REQUIRED TASK
Write the next part of the forum thread on building a replica of the 1680 Stradivari mandolino, starting right after its final line.

TEXT SECTION
BEGIN

# Instruments and Equipment > Builders and Repair >  Building a "Mandolino" A. Stradivari, Cremona 1680

## Yaron Naor

Hi All,
Just started building a replica of that instrument,
Enjoy the process...
Regards,
Yaron Naor

----------


## Pribar

Interesting choice, can't wait to see what you do with it. I always love to see the techniques you use cause I steal them shamelessly  :Grin:

----------


## Jim Garber

Very coo, Yaron. Is yours based on the one in South Dakota? It looks like the rosette is different.

----------


## sunburst

Looks good already! Those of us who see (and look for) lines can already appreciate what's happening here.

----------


## TijnBerends

I wonder though, why are there 9 holes in the headstock?

----------


## Tavy

> I wonder though, why are there 9 holes in the headstock?


Me too  :Smile: 

Nice looking work though.... I want to see more!

----------


## Tavy

> Very coo, Yaron. Is yours based on the one in South Dakota? It looks like the rosette is different.


And has 10 strings, to Yaron's 9.  The only other Stadivari is from 1706, and I haven't found an image on the Net  :Frown:

----------


## Yaron Naor

Thank you  all for your words of encouragement! appreciate it, the project is getting along very good!
I base my instrument on a Mandolino" Coristo" that A. Stradivari made in Cremona, and I do 5C (9 strings)
see the images, It is a bit different from the South Dakota (Mabe Alex can put some light on this issue)
More images soon
Take care
Yaron Naor

----------


## Yaron Naor

> Interesting choice, can't wait to see what you do with it. I always love to see the techniques you use cause I steal them shamelessly


Thanks! If you have the gut, come visit me at my studio (-:    (I have many more endemic techniques you can have without shame)
Cheers
Yaron

----------


## Yaron Naor

Another progress... the body is attached to the neck and the rosette...


Enjoy,
Yaron Naor

----------


## Jim Garber

wow, Yaron, your are zooming! Looking good! That rosette is lovely.

----------


## mrmando

So it's five courses but with a single bass string?

----------


## Marty Jacobson

Yaron,

Very nice craftsmanship. Clamping those staves must be a nightmare. 

Going off topic perhaps, but seeing this makes me want to ask a lot of questions. 
What is the bracing scheme? What are you aiming for when you are voicing it.. and do you use tap tuning?
Is the top completely flat, or do you thin it toward the edges somewhat? Catgut strings?

Nice glue pot, btw.. I need to get one like that.

----------


## Yaron Naor

> So it's five courses but with a single bass string?


No, It will be 5C with single treble string (Cantino), 1 and 4x2, this is like the other early musical instruments and the information I collect from musicians.
Yaron Naor.

----------


## Yaron Naor

Here are some more images - the case is not painted yet ...

----------


## Jim Garber

Very cool Yaron. Is this a commission or do you just build for fun or for yourself?

----------


## Yaron Naor

> Very cool Yaron. Is this a commission or do you just build for fun or for yourself?


Thanks Jim!

END

INFORMATION SHOWN

BEGIN

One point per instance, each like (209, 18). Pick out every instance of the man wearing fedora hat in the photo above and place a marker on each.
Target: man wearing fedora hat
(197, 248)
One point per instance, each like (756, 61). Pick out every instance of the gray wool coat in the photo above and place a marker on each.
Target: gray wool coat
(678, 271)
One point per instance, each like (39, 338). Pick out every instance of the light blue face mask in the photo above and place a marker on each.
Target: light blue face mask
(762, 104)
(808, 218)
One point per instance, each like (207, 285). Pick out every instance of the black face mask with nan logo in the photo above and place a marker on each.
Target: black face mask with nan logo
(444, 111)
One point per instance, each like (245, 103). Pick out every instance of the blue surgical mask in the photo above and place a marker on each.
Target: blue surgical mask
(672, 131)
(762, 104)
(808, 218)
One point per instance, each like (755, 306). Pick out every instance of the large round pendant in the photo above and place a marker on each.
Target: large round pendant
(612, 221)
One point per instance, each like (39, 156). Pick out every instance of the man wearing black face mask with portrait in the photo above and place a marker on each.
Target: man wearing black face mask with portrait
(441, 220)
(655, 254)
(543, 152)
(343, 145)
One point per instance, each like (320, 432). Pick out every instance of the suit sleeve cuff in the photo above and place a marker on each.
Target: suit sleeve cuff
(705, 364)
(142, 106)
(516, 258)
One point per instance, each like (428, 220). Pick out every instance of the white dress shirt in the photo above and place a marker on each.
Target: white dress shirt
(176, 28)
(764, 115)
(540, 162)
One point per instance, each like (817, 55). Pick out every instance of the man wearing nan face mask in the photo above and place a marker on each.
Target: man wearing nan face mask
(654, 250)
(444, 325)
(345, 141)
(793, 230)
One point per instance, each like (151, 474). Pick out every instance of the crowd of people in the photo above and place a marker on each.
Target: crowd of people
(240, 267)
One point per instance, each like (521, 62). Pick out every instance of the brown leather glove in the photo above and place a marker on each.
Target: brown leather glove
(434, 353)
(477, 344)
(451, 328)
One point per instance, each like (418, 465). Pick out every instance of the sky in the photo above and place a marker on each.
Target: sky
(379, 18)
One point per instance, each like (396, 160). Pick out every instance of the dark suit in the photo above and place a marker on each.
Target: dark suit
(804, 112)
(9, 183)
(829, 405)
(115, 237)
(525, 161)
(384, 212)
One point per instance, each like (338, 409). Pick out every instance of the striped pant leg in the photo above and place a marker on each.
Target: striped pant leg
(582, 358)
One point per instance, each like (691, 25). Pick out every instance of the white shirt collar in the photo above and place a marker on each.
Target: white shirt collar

END

RESULT OF THE TASK
I build instruments for musicians, this one is not ordered but there are some people interested...
Yaron Naor

----------


## Tavy

> Here are some more images - the case is not painted yet ...


Yaron, even the case is a work of art - very cool!

----------


## Matt the Mead Maker

Beautiful work, Yaron! Thanks for sharing and keep at it!

----------


## Eugene

Lovely!  I believe the original was the same piece that inspired Barber & Harris' "Own design", although they also build more faithful reproductions of the original.  The couple Stradivari mandolins remaining are interesting, but just so small and quirky compared to later pieces to have survived.  I'm keen to read more of this build as it develops, Yaron.

----------


## Jim Garber

I wonder if  these surviving mandolins are playable at all and if anyone has played them. I believe Richard Walz has been out to the National Museum in SD and has at least looked at that one.

----------


## Eugene

I believe Richard has played the "Cutler-Challen" mandolin by Stradivari at one time or another too.  I even believe he tried to arrange a tour with the piece that never came together.  It's been a while, but I think the issue was that the bridge had popped off, which alarmed the curator.  The one in SD is pretty extensively restored.  The only pre-restoration photos I've seen of the "Cutler-Challen" mandolin were in Tyler (1981).  It did not originally have a shield-shaped finial:


(Tyler, J. 1981. The Italian Mandolin and Mandola 1589 -1800. Early Music 9(4):438 - 446).


I don't know if the other Strad, the one discussed here, is playable.  I believe this is the one that originally came to light when bought at auction by Peter Biddulph some decades ago.

Even if not the Strads, others are in playable condition.  For example, there was an early 18th-c., 5-course Smorsone restored to playability by UK luthier Bruce Brook; you can still see a couple unlabeled before and after shots here.  However, I don't know of any original 18th-c. pieces that are routinely played.  All the recordings of which I'm aware, e.g., are on reproduction instruments.

----------


## Eugene

...And hopefully Richard will happen by here to add a little clarification as well.

----------


## Graham McDonald

> The only pre-restoration photos I've seen of the "Cutler-Challen" mandolin were in Tyler (1981).  It did not originally have a shield-shaped finial:
> 
> .


I have a couple of photos taken by Stephen Morey in 1988, before the mandolin was bought by the SD museum and restored. I will post this evening (my time)

cheers

----------


## Graham McDonald

The Challen Strad mandolin in 1988

----------


## billkilpatrick

beautiful looking instrument.  tuned in 4ths, right? ... and in terms of tone, i imagine it will sound something like a charango.  mega complimenti

----------


## Stephen Perry

I must be insane.  That looks like a BLAST to build!  Must restrain myself!  Is it built over a form?  Lined with anything?  Simply wonderful!!!

Thank you so much for posting the images.

----------


## Eugene

Big thanks, Graham.

Yes, tuned in fourths, b to g'', Bill.  Reproductions make occasional appearances on recording.  For example, Orlandi recorded just one of the Scarlatti sonatas on a faithful reproduction of the Cutler-Challen mandolino coristo pictured here.  The general type (if not specifically the small-bodied Strad copies) are very frequently recorded.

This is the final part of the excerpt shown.